What you should do: Reproduce all entries verbatim, with nothing added or dropped.

Data for this task:
* * * * *
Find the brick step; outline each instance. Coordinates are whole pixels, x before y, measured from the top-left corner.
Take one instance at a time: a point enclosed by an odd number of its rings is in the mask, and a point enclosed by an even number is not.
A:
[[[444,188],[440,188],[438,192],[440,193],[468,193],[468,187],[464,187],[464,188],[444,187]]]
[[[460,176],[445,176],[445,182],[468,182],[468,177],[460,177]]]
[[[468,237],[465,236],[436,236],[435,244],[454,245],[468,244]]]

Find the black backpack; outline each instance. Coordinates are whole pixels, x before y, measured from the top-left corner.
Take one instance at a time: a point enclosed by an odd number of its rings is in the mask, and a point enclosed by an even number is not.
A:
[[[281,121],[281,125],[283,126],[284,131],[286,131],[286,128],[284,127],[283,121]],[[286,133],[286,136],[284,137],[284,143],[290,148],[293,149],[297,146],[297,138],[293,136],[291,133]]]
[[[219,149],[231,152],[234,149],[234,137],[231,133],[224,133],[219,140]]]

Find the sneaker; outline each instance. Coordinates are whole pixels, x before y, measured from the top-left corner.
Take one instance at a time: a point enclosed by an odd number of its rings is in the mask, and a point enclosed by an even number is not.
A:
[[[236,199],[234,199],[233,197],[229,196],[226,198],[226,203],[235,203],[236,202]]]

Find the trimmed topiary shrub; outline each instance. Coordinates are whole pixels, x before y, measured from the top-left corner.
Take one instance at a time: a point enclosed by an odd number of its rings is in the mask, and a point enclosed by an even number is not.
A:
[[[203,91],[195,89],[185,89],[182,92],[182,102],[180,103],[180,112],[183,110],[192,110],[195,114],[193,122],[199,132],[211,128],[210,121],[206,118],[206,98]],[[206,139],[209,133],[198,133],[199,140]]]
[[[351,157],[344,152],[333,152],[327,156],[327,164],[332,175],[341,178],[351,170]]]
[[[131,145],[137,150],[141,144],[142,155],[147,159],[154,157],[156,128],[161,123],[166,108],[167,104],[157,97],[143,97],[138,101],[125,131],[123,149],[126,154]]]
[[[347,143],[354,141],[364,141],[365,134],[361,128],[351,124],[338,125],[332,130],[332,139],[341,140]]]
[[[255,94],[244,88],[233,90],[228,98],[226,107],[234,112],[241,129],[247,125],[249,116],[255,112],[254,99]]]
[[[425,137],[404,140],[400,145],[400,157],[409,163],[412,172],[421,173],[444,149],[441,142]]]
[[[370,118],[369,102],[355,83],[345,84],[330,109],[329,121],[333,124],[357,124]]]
* * * * *
Worked solution:
Find the brick step; outline each instance. Coordinates are whole pixels, x before y, measured from the top-left corner.
Take one instance at a time: a point enclosed by an odd number of its rings is in the mask, and a point enclosed by an even number is not.
A:
[[[444,188],[440,188],[438,192],[440,193],[468,193],[468,187],[464,187],[464,188],[444,187]]]
[[[460,176],[445,176],[445,182],[468,182],[468,177],[460,177]]]
[[[468,237],[465,236],[436,236],[435,244],[454,245],[468,244]]]

Find the black backpack; outline each instance. Coordinates are whole pixels, x before y, measured from the top-left corner.
Take one instance at a time: a point enclosed by an odd number of its rings is in the mask, and a point enclosed by an even number is not.
A:
[[[281,121],[281,125],[283,126],[284,131],[286,131],[286,128],[284,127],[283,121]],[[286,133],[286,136],[284,137],[284,143],[290,148],[293,149],[297,146],[297,138],[293,136],[291,133]]]
[[[219,149],[231,152],[234,149],[234,137],[231,133],[224,133],[219,140]]]

Find the sneaker; outline each instance. Coordinates are whole pixels, x before y, measured from the top-left corner.
Take one instance at a time: a point enclosed by an odd number of its rings is in the mask, and a point enclosed by an even number is not.
A:
[[[236,199],[234,199],[233,197],[229,196],[226,198],[226,203],[235,203],[236,202]]]

Find the trimmed topiary shrub; outline each instance. Coordinates are whole pixels, x before y, measured from the top-left corner.
Take one instance at a time: a point enclosed by an odd number of its rings is in the mask, and a point enclosed by an even number is not.
A:
[[[203,91],[195,89],[185,89],[182,92],[182,102],[180,103],[180,112],[183,110],[192,110],[195,114],[193,122],[199,132],[211,128],[210,121],[206,118],[206,98]],[[206,139],[209,133],[198,133],[199,140]]]
[[[351,157],[344,152],[333,152],[327,156],[327,164],[332,175],[341,178],[351,170]]]
[[[131,145],[137,150],[141,144],[142,155],[147,159],[154,157],[156,128],[161,123],[166,108],[167,104],[157,97],[143,97],[138,101],[125,131],[123,149],[126,154]]]
[[[347,143],[354,141],[364,141],[365,134],[361,128],[351,124],[338,125],[332,130],[332,139],[341,140]]]
[[[255,94],[244,88],[233,90],[228,98],[226,107],[234,112],[241,129],[247,125],[249,116],[255,112],[254,99]]]
[[[425,137],[404,140],[400,145],[400,157],[409,163],[412,172],[421,173],[444,149],[441,142]]]
[[[370,118],[369,102],[355,83],[345,84],[330,109],[329,121],[333,124],[357,124]]]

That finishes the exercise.